• Excerpted text:
↓

Communication

Concrete Advice for Writing Informative Abstracts Communication
This piece by Patrick J. Dunleavy originally appeared on his “Writing for Research” blog as “Writing informative abstracts for journal articles”. It is reposted with permission. Patrick tweets @Write4Research.

Concrete Advice for Writing Informative Abstracts

May 5, 2014 2313

Abstract buttonReading the abstracts for academic journal abstracts can be as frustrating as trying to work out what their titles mean. In the same way that many PhDers and academics carefully choose useless titles for their papers or chapters, so it is common to find that journal article abstracts actually say little about what the researcher has discovered.

They will often contain a description of an earlier literature or research, perhaps indicating previous difficulties or approaches in the sub-field. Most abstracts also say something about what methods the authors have used here. They normally suggest (sometimes in an oblique fashion) what research question an article tackles. Often readers are told in an obscure way that the approach used here differs in some respect from previous work, or that the authors have tried to conceptualize an issue or measure some phenomenon differently. To wrap up, the most ambitious authors will sometimes make some form of credit claim about how their analysis has achieved something, or added value in a tricky area.

↑

• Stated task:
Continue the piece on writing informative abstracts from where it stops. The listing has no connection to the piece on writing informative abstracts.

[Records from a point-labeling set]
↓

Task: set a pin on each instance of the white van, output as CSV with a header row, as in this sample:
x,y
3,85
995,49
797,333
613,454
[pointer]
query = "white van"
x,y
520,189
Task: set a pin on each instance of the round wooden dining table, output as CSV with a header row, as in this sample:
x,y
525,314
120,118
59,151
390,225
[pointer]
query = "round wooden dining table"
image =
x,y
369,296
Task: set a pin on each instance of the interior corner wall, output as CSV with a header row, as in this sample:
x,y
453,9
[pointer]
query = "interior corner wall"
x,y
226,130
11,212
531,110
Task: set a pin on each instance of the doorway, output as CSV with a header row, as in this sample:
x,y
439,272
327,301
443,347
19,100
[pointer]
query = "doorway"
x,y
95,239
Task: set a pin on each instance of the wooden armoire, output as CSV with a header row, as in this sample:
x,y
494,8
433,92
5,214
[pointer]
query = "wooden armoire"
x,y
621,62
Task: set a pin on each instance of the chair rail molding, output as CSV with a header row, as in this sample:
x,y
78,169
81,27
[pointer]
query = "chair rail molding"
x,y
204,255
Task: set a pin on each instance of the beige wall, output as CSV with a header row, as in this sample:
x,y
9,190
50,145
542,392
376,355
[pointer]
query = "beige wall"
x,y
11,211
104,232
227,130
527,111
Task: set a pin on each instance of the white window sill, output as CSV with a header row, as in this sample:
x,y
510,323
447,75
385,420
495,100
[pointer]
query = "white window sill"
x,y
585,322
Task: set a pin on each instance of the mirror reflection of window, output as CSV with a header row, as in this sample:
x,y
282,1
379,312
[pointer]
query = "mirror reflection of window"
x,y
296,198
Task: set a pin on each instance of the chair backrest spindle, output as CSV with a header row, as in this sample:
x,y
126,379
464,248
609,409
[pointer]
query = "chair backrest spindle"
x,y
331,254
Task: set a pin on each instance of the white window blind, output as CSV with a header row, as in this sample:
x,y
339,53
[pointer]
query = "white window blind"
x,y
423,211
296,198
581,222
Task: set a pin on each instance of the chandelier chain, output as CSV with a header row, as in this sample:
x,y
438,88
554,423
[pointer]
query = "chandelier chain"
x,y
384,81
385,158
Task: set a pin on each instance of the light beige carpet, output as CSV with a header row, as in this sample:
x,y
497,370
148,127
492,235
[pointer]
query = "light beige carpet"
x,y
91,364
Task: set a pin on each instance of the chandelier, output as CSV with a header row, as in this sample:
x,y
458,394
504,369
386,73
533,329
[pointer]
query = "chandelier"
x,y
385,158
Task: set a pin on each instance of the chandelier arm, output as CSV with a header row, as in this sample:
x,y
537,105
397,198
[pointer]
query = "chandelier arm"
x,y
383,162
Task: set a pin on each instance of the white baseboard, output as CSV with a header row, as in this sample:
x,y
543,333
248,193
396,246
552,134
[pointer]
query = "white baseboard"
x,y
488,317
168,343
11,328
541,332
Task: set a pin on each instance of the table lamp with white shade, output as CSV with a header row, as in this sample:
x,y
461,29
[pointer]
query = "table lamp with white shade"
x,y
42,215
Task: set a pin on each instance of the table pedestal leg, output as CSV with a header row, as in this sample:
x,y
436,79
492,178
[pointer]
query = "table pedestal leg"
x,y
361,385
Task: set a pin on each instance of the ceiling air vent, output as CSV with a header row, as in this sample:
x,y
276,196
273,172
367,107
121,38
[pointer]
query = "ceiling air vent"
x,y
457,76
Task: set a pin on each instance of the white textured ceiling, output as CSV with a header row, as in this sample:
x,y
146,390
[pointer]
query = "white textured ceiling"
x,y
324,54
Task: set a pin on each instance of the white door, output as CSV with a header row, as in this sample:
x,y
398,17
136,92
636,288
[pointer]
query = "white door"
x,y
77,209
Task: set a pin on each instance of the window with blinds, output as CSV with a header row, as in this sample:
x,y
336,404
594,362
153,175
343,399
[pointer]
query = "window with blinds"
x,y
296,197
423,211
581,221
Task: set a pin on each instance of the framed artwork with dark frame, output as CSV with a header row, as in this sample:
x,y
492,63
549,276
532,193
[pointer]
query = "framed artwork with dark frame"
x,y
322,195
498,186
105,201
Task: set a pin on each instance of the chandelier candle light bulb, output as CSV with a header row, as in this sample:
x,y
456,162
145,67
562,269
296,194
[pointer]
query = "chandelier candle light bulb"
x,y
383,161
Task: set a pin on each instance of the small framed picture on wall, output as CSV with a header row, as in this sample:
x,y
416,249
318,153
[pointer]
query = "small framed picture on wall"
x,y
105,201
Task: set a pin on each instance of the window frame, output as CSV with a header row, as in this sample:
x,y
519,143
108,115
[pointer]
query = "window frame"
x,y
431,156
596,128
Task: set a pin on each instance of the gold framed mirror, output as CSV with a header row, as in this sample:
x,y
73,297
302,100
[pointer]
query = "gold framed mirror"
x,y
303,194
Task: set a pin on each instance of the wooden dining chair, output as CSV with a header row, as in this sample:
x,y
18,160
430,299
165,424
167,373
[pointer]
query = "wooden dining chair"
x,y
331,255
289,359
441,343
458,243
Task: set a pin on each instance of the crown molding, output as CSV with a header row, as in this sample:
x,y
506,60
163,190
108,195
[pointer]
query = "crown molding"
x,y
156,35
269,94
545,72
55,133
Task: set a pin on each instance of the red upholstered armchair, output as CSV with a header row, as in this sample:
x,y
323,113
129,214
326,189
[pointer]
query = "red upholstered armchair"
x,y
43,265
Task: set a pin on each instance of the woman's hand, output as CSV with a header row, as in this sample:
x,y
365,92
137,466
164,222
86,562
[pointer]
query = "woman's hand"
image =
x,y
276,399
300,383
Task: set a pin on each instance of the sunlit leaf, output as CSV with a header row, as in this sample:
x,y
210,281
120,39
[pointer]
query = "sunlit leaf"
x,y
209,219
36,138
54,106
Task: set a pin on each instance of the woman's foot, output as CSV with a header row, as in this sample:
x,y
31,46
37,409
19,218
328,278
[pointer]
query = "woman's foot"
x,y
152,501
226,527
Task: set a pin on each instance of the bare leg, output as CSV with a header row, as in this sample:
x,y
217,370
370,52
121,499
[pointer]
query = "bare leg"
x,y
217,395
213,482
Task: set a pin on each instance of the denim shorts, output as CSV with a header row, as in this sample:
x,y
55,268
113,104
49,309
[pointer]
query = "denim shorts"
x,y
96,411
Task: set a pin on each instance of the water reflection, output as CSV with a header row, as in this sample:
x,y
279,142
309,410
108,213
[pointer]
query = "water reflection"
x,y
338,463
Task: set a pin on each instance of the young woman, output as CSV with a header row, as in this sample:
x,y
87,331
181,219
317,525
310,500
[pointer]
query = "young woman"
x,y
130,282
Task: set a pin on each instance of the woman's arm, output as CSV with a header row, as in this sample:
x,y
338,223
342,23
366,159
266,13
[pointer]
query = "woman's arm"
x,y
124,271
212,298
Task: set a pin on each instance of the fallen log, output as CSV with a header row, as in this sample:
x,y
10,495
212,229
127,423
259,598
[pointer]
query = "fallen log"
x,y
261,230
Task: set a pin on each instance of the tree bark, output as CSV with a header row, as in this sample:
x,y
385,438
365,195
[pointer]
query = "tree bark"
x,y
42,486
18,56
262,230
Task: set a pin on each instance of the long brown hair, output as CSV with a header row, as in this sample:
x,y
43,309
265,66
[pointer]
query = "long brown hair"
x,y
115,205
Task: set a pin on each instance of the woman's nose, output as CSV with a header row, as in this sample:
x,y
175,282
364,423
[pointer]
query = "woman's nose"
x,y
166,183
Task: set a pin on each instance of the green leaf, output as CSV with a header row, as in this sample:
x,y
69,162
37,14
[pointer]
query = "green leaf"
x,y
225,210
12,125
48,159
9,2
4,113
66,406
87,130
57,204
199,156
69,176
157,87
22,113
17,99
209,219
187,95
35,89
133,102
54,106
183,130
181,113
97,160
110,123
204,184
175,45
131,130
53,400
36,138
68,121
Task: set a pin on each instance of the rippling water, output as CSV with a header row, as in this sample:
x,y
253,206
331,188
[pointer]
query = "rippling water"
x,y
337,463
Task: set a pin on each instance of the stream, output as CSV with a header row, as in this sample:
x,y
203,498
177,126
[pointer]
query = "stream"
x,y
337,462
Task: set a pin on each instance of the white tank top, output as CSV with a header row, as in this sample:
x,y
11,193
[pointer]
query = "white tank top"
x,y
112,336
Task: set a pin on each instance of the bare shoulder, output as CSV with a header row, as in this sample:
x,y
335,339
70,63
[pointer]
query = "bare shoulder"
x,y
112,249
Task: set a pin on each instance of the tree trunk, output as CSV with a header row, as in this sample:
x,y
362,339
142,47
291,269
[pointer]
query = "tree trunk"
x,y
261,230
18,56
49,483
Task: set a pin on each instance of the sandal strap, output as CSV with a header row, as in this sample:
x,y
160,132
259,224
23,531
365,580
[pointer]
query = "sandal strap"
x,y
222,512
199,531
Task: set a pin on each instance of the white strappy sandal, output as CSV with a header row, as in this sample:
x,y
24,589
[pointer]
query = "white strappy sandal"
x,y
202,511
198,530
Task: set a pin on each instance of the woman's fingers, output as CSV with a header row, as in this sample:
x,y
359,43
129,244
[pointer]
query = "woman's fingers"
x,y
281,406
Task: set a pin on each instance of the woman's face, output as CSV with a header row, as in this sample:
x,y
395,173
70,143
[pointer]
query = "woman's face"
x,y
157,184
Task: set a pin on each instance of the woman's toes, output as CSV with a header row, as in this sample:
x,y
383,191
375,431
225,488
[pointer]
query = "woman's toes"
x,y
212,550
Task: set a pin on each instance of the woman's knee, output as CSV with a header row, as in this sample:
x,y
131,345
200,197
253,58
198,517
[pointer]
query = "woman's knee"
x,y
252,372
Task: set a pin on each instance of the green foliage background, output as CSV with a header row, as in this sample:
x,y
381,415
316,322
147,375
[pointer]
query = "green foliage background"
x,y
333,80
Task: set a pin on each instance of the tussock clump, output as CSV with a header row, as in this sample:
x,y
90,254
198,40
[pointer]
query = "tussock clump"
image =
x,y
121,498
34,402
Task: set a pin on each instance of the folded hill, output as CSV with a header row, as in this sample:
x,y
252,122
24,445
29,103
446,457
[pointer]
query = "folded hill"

↑

• Exercise result:
Words here

This piece by Patrick J. Dunleavy originally appeared on his “Writing for Research” blog as “Writing informative abstracts for journal articles”. It is reposted with permission. Patrick tweets @Write4Research.

What rarely gets covered in all this are the actual key findings of the article. Readers are normally left to guess what the researcher’s ‘bottom line’ conclusion or academic ‘value-added’ is, still less what key ‘take-away points’ the author would ideally want readers to remember. The final conclusions or key arguments made in the article usually remain an enigma, shrouded in delicate veils of obscurity, perhaps hinted at suggestively but discreetly, but never frankly set out. This vagueness comes on top of the well-known general tendency for the predominant message of journal articles to be that the world is resistant to research, many problems are more complex than they look, and consequently more research is needed.

Why are abstracts so uninformative?

There are multiple reasons for this pattern of poor abstract-writing. First, academics (especially early career researchers and PhDers) are often diffident people, obsessed with the provenance of their work at the expense of its substantive content. They want to prove that what they did was legitimate work, far more than to think through what it really means or demonstrate that it was valuable. Researchers are also often risk averse, convinced that making any explicit or easily decipherable summary claims about what you have found out could easily seem brash and risky to reviewers. Far better to amplify only a little an obscure, or purely formal, or conventional article title, using the abstract to give some more details of the ‘box’ that the work falls into, without actually saying what the results were.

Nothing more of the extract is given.